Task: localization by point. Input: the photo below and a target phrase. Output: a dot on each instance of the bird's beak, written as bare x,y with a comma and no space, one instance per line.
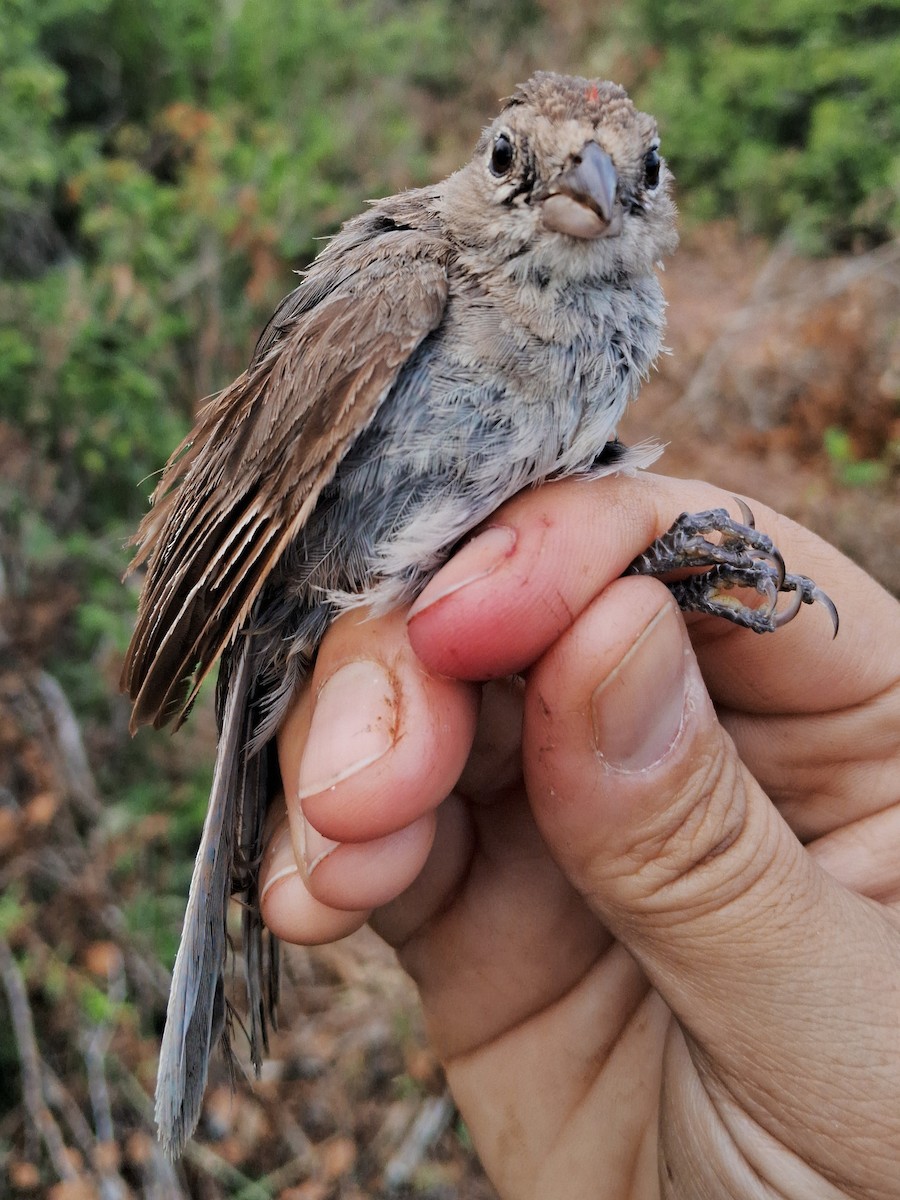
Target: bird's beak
581,202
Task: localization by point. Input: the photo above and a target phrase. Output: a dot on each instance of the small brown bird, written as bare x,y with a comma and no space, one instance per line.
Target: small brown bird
449,347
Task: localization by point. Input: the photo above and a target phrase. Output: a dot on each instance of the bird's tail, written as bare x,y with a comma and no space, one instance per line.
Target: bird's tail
197,1011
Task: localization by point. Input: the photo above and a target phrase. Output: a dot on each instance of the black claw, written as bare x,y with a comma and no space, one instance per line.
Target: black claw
780,567
743,558
789,613
822,598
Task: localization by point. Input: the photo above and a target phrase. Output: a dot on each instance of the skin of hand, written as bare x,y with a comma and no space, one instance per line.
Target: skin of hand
648,888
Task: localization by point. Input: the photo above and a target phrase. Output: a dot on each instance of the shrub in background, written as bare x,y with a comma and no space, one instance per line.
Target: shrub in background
784,113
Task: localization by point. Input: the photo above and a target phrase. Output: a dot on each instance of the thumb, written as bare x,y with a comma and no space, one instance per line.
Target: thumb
765,960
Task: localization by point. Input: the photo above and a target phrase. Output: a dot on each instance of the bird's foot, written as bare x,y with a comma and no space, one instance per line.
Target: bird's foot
742,558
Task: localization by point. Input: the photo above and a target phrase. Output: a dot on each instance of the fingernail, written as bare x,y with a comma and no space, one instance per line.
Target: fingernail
477,559
353,725
280,861
639,709
315,847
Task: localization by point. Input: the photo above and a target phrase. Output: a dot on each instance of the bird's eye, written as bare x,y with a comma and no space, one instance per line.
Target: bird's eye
651,167
501,155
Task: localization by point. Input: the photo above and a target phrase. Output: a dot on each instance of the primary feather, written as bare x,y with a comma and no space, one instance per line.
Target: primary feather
449,347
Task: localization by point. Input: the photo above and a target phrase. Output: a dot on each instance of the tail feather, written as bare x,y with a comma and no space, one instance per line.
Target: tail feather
196,1001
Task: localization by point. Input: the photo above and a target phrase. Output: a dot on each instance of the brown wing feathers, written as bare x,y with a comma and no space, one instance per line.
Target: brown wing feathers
238,491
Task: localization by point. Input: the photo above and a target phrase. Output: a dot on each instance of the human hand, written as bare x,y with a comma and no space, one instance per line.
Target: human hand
642,984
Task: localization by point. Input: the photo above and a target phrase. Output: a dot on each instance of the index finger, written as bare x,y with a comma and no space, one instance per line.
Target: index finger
509,594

## TASK DESCRIPTION:
Reproduce the entries above without change, omitting all pictures.

## TASK ANSWER:
Task: localization by point. Input: the photo below and a target phrase. Output: a dot on each instance of the bird's beak, written as bare x,y with a comma and no space, one instance per line.
Target: bird's beak
581,202
Task: localization by point. Input: the photo above and a target phrase. Output: a dot on each instance of the small brown bird, written as bare x,y with a comma and no space, one instance per line.
Target: small brown bird
449,347
Task: localization by point. Input: the photo above and a target phrase. Output: a dot on each instance of the bird's tail, written as bare x,y with a comma and no space, one instance per line.
Target: bird's tail
197,1011
Task: localization by point. Input: the photo above and a target phrase. Output: a dot on each instance of the black claw, written as bare x,y with a comma and no space, one instance per line.
Target: black claw
780,567
743,558
789,613
822,598
Task: localization by point. Input: the photo above and a target phrase. Output: a dot on each instance of the skin of hand, written as bare x,y with a comma and no space, one instance per line.
Target: skin of hand
648,888
Task: localization by point. Input: the photo above and a target phrase. Output: a dot on each instance of the shrub in background, written as bare x,y with a comma and no space, one instance per line.
Target: shrub in background
784,113
Task: localization by point. Input: the photo above and a target phrase. Output: a dot on each instance of the thumb, written as bare x,y with a comma and no space, one instance per line.
Target: thumb
765,960
Task: localization by point. Input: the photo above and a target phrase. Output: a dot on each instance of the bird's foot, written as bare x,y with a comma and no space, one instance per line.
Target: bird's foot
742,558
Task: localization by point. Input: the photo above and a target phrase. Output: a dot on each instance of the fingernail, written as bare x,y with a comma and no space, one instance per line.
Target: fingernail
477,559
353,725
280,861
639,709
315,847
Task: localization by point. Input: the photo above and a target phrase. Output: a dot on each instance of the bird's eye, written as bare x,y with a comma and no space, one instance per line.
Target: bird's eye
651,167
501,155
Task: localization by point. Input: the photo above and a target phrase. Output: a dot on each instance of the primary feather, written as bare x,y with a comma and no space, one instance per line.
Target: primary feather
449,347
Task: localization by point. Input: the photo above and a target phrase. Output: a dot on each instance of the tail feather, written as bare x,y with a comma and no space, one instance per line.
Target: tail feather
196,1001
Task: localization by point. Input: the photo above and a target phrase. Output: a dot on each instance of the brown wing feathers, written as bare x,y with a comma and no space, one instance per line.
Target: brown wing feathers
238,491
Task: localization by point. Input: the photo above and a target phrase. Output: a dot on each instance of the human hand, written as bare x,y with a comma and no space, one instance per line.
Target: human hand
642,984
Task: localization by point. Input: the photo above and a target phrase. Output: a dot on each instance of the index finger, written as bare x,y with a comma and no space, one instance per line.
Target: index finger
509,594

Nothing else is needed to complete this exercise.